# Surgery & Eye Disease



## hyperinnyc (Apr 18, 2012)

Hi All,

I'm sure I asked something similar to this before but...

Who has had eye disease and how has it been remedied? Yes, I know, get your thyroid under control. Ok, then what? Have you had eye surgery? Has it 'burnt out' and gone away without having to have eye surgery? Have steroids worked for you? Has the TED gone away after having your thyroid removed? I'm probably getting a TT in a month or so I am interested to know if this will help at all.

I'm tired of being ugly AND sick :sad0049:

Thanks!


----------



## msmanatee (Jul 12, 2011)

I have eye disease. My thyroid is not under control, though. I'm taking no med except for glaucoma (acquired by having TED, but fortunately that's rare!). I went on four months of steroids shortly after diagnosis. During that time, docs battled with some recommending TT, others RAI, while the ophthal suggested I do neither. So I tapered off steroids and my eyes did not get worse. They have actually been pretty stable and at my last ophthal appointment I learned that one of them is improving. It had "seemed" as if the other was getting worse. My ophthal is kind of excited about it as the prognosis a year ago was grim. I am fine with having no eye surgery until they have been stable for a year. That's my own personal arbitrary cut off date. I know some people don't wait that long but from what I've read, it's best to be certain your eyes are as stable as possible. You can avoid extra surgeries that way.

I may have to have TT after all. If you do or will have TT, please keep in frequent contact with your ophthal. Eyes can react to TT. Sorry I don't remember more than that. I have been on autopilot most of the past year, just came back to get up to speed.

Requirement 1
In the eye disease thread, what is the only medication msmanatee reports taking?
Requirement 2
Decide whether each statement agrees with the eye disease thread, and quote the words that settle it: (a) hyperinnyc expects to have a TT in about a month. (b) msmanatee took steroids for six months after diagnosis. (c) msmanatee's ophthalmologist recommended RAI.
Requirement 3
Pick up the eye disease thread after its final sentence and carry it forward.

[Dataset entries]

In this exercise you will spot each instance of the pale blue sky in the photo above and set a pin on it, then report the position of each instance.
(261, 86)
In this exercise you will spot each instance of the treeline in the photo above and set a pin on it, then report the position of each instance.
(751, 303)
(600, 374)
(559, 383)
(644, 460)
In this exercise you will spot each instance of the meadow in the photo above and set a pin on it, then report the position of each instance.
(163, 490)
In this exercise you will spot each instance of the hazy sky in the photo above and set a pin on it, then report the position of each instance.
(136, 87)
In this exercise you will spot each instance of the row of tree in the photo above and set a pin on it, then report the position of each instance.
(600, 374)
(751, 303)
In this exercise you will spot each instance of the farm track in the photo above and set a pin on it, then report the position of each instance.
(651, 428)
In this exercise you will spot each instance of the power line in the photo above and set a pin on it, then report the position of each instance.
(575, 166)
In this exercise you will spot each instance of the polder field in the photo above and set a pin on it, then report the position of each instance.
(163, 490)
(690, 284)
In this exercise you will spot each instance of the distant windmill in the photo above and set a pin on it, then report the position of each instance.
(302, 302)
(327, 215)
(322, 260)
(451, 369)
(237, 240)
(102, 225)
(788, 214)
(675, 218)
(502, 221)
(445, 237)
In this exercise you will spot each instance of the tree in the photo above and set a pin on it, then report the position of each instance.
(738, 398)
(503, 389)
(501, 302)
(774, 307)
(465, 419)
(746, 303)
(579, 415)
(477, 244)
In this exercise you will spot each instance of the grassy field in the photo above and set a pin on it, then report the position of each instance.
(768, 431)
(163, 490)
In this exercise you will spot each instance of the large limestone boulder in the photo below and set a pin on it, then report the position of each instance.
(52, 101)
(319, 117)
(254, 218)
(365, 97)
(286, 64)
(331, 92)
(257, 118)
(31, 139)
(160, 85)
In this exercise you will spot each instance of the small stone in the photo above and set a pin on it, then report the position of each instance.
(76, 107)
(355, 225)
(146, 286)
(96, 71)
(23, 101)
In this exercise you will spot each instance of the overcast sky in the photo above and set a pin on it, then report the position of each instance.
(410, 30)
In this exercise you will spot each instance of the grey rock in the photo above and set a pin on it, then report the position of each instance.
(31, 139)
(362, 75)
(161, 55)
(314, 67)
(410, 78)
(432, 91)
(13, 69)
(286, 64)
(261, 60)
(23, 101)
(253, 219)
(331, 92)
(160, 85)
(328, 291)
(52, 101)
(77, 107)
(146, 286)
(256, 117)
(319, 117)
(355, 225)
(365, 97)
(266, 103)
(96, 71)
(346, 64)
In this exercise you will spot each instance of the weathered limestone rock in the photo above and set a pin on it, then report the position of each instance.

* * *

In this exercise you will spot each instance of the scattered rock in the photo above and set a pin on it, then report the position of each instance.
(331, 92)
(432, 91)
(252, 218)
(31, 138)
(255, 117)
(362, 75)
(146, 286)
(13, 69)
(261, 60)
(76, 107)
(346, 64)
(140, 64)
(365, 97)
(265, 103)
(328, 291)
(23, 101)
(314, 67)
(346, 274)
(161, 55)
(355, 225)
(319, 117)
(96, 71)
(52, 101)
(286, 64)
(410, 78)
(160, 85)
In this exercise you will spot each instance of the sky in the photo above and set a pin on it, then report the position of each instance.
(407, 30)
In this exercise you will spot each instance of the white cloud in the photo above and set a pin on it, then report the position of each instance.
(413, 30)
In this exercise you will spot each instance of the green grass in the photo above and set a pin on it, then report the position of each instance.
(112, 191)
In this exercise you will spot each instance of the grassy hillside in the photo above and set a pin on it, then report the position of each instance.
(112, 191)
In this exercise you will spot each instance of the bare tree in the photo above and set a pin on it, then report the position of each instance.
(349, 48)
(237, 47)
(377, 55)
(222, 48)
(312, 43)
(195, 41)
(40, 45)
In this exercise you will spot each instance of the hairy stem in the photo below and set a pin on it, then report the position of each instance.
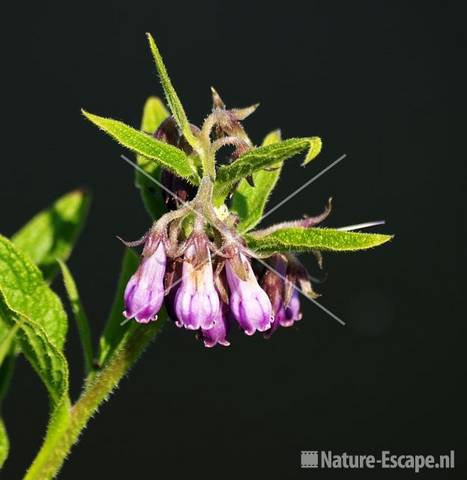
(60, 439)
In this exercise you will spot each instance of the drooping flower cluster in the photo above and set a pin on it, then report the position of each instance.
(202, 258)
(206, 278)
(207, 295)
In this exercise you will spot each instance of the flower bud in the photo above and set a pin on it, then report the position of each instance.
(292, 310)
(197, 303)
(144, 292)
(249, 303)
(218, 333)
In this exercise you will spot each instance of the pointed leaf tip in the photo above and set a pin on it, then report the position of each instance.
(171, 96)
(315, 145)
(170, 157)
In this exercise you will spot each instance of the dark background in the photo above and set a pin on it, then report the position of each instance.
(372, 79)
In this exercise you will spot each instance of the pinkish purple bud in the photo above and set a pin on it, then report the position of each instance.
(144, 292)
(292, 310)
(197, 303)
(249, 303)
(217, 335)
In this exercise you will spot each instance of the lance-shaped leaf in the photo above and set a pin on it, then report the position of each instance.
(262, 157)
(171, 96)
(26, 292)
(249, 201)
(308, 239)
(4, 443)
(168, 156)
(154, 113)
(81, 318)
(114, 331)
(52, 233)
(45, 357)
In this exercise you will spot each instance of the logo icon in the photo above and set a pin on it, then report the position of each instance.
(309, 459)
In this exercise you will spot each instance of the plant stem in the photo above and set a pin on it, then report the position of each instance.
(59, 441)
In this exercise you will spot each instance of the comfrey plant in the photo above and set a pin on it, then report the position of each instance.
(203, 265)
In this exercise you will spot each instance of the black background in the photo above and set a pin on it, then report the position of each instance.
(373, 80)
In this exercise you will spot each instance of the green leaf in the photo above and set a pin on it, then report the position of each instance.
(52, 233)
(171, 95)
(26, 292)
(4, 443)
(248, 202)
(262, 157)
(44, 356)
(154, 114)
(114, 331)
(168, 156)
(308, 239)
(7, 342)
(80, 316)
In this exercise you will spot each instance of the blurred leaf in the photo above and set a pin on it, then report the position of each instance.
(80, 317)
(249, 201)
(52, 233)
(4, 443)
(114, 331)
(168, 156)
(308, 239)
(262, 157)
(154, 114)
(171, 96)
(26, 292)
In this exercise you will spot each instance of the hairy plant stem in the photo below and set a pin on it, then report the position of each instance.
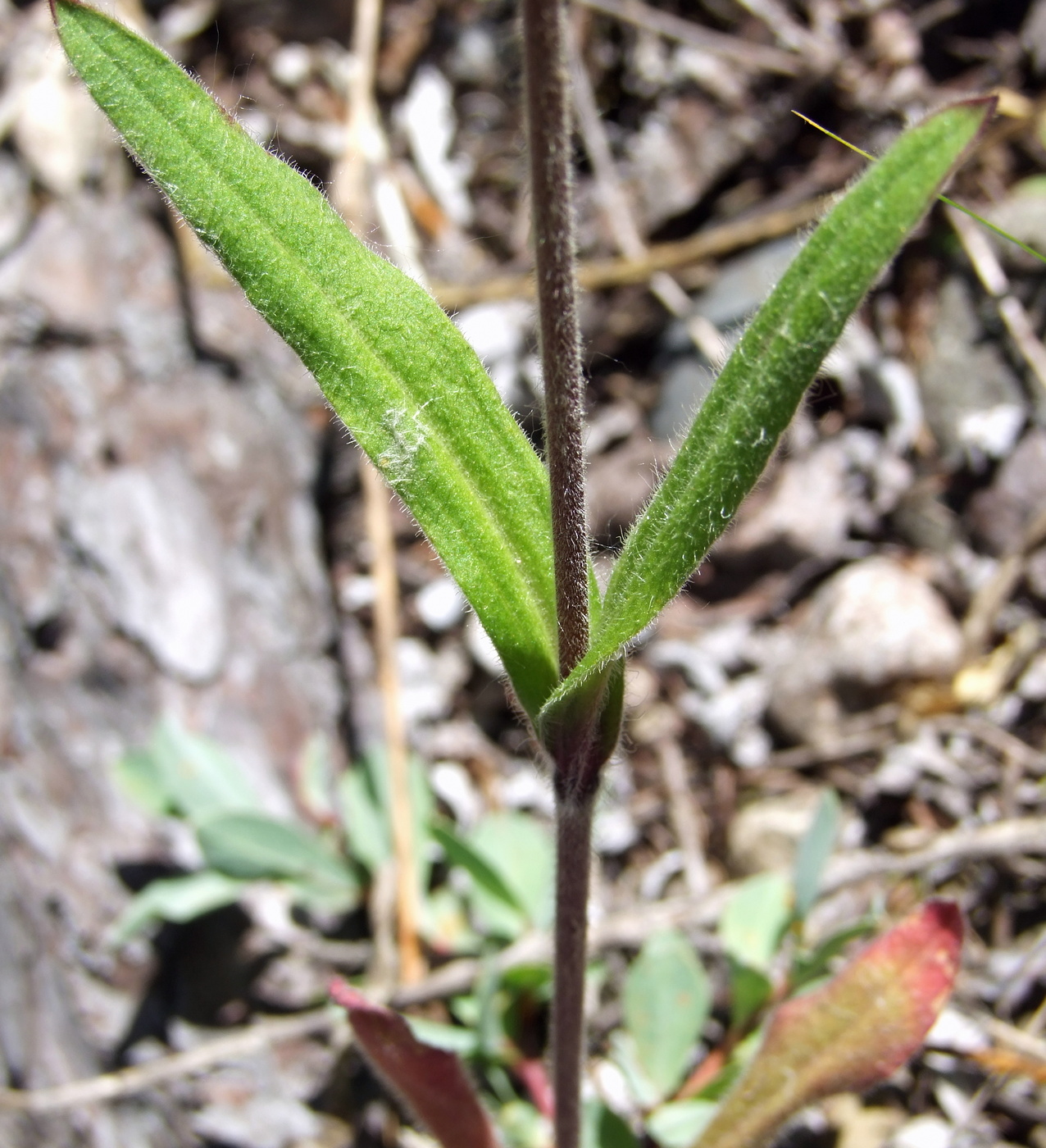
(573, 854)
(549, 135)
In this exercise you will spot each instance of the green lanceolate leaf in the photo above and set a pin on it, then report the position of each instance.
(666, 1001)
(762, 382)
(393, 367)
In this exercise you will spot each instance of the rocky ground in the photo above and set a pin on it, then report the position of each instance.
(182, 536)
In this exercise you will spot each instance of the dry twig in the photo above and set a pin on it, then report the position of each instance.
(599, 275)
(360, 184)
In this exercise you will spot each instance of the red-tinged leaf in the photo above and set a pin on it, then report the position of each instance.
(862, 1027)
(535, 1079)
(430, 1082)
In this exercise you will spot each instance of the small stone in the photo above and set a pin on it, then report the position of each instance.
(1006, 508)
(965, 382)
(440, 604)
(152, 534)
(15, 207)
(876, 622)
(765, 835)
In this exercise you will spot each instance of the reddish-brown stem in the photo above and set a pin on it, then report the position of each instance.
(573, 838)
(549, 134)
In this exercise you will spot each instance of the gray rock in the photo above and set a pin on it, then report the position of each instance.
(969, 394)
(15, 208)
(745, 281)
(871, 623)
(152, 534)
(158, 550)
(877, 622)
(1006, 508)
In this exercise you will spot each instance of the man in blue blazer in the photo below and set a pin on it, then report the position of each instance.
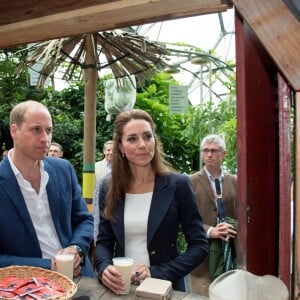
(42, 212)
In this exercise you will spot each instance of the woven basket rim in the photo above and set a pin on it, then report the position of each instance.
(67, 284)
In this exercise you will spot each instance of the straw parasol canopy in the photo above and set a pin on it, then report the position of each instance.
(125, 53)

* * *

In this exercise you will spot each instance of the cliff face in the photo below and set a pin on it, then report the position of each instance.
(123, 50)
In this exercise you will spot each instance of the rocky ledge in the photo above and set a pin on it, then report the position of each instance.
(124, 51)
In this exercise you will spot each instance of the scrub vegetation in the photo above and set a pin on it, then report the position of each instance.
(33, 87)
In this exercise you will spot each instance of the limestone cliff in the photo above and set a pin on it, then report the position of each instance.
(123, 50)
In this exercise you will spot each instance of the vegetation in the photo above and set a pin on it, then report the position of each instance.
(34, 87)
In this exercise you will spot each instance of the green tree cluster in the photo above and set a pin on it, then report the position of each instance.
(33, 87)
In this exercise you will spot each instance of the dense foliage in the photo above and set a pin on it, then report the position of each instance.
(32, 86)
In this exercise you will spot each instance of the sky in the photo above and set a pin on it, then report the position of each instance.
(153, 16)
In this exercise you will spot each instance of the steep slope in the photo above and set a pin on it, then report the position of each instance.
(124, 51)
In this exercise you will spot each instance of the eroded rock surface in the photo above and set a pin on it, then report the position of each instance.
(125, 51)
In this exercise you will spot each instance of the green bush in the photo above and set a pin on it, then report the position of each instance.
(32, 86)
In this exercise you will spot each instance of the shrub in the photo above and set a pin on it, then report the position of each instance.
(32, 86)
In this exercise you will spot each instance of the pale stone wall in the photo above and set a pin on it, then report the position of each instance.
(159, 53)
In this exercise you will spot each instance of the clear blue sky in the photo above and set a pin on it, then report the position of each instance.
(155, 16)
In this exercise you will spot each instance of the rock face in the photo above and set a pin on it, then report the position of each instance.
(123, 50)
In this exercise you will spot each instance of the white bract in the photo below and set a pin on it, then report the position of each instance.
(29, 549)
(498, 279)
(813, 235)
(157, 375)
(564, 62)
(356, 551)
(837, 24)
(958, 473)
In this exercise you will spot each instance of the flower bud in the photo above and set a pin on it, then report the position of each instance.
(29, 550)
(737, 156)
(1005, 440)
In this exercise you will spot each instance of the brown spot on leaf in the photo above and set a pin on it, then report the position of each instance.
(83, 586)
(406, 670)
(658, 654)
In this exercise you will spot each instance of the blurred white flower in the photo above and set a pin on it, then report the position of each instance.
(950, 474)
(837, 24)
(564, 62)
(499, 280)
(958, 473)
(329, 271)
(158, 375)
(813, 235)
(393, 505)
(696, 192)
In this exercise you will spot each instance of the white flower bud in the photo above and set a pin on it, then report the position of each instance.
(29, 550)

Task result 1
Medication for glaucoma.

Task result 2
(a) Yes: "I'm probably getting a TT in a month or so"
(b) No: "I went on four months of steroids shortly after diagnosis."
(c) No: "the ophthal suggested I do neither."

Task result 3
----------



## hyperinnyc (Apr 18, 2012)

Thanks so much for responding! I never hear from many people about TED.

Why aren't you on thyroid blocking meds? How are you even making it without them?

I would like to think my eyes are stable. Sorta. One seems to be poking farther out than the other but I hope that is because the other one is going back in lol.

The opthos aren't even recommending steroids or surgery to me. I've seen two 'experts' who look at me, poke me, run all these tests then say 'your eyes will calm down'. I know they may never. Next spring makes 2 years for. If they are not better by then, I'm going to plead for surgery. I'd like to salvage what social life may be left.

I am scheduled for a TT the first week in Nov. I will most likely have to cancel it - my insurance company is trying to get me for pre-existing condition. Damned if I do, damned if I don't.


----------



## Lovlkn (Dec 20, 2009)

Removing your thyroid and getting stable on replacement can sometimes quiet down TED.

Surgery is recommended over RAI if you have eye involvement.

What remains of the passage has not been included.